Qué se espera: Según el fragmento del documento, ¿entre qué sectores estaba particularmente difundida la hostilidad contra el sindicalismo durante la República de Weimar?

Fragmento del documento:
:::
Además, los prejuicios y ofensas
ampliamente extendidos y avivados por las tensiones sociales de la
guerra, la hiperinflación, y después la Depresión, ofrecieron la
base de un consenso que iba más allá de los partidarios del
nazismo. La hostilidad contra el sindicalismo y el nuevo estatus y
el poder de negociación que se ganaron los sindicatos durante la
República de Weimar —sentimientos particularmente difundidos entre
las clases medias y en el ámbito rural— iban muy a menudo ligados a
un populismo anticapitalista que denunciaba la explotación del
hombre corriente por el gran capital, pero que, a diferencia del
anticapitalismo de la izquierda, estaba más interesado en
santificar la propiedad privada que en acabar con ella, con tal de
que fuera de «utilidad» a la «comunidad nacional».
Estas «reacciones viscerales» formaban
parte de un punto de vista social que rechazaba cualquier
posibilidad de intentar una mera restauración de las jerarquías de
clase de la Alemania imperial. Al barrer al igualitarismo de la
izquierda, también ayudaron a eliminar el elitismo que afirmaba el
derecho que procedía del nacimiento o del dinero. En su lugar, una
elite de «los que llegan alto» —los mejores, los más fuertes, los
más capaces, a los que se les han brindado igualdad de
oportunidades y han luchado hasta alcanzar la cumbre por méritos
propios— iba a disfrutar de su puesto legítimo. Un Estado que
manifestara una determinación implacable no solo por acabar con la
amenaza marxista a la propiedad sino también por extirpar y
eliminar las debilidades sociales —los «parásitos», los «desechos»,
los «elementos dañinos» e «indeseables»— podía contar pues con
mucho respaldo. La envidia social y el resentimiento hacia la
posición de los judíos, a los que se consideraba de alguna manera
«diferentes» a pesar de (o a causa de) todos sus esfuerzos de
asimilación, cuadraban con esos «sentimientos viscerales». La idea
de que los judíos no solo eran distintos sino que constituían
asimismo una influencia negativa se hizo más profunda gracias a la
repercusión de la propaganda nazi. Pero aquí también los fanáticos
que odiaban a los judíos pudieron actuar en un clima de opinión que
tradicionalmente incluía al antisemitismo latente como uno de sus
elementos.
:::
Datos recopilados:
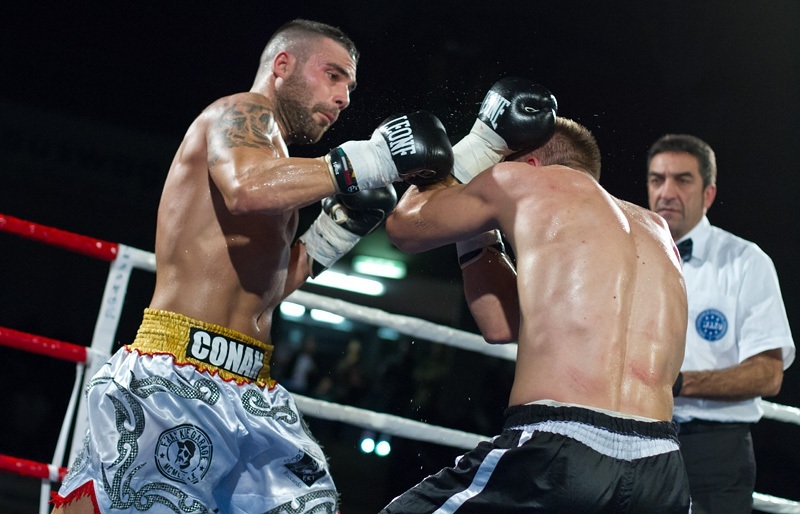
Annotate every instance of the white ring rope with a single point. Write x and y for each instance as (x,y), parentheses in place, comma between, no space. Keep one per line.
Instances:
:::
Resultado obtenido: Entre las clases medias y en el ámbito rural.